[Collected data entries]
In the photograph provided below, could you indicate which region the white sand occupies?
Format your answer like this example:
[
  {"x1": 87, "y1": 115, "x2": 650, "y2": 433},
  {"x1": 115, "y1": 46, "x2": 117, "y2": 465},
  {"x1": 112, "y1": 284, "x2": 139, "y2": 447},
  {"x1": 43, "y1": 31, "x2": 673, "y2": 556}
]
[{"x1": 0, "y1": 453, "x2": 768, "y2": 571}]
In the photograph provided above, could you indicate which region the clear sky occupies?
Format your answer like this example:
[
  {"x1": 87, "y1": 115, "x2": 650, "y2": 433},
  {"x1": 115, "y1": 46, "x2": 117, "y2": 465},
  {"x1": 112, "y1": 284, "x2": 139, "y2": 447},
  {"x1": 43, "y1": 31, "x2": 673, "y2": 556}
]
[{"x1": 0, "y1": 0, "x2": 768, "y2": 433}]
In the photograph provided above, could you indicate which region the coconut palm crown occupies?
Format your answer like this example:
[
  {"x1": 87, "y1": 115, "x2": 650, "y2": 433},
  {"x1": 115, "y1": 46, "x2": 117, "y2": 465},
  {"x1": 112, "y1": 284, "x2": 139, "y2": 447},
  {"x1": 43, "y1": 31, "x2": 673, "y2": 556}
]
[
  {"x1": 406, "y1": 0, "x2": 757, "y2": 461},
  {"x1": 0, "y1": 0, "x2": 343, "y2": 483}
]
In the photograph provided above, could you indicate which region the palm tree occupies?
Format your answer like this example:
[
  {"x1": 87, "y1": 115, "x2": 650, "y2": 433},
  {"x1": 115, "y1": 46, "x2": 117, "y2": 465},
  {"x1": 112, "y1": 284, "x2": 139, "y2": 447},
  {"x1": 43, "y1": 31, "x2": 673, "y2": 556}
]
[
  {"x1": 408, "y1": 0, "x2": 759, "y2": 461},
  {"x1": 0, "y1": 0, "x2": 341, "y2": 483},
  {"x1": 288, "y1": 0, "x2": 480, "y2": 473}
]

▶ _DIRECTIONS FOR THIS TASK_
Pick out every line above that contains the string "palm", matching case exactly, and copy each one in full.

▶ _RESULT OF THIS TASK_
In the photograph provided above, could you indicate which region the coconut palm crown occupies?
In the photograph provided above, could you indicate which region the palm tree occupies?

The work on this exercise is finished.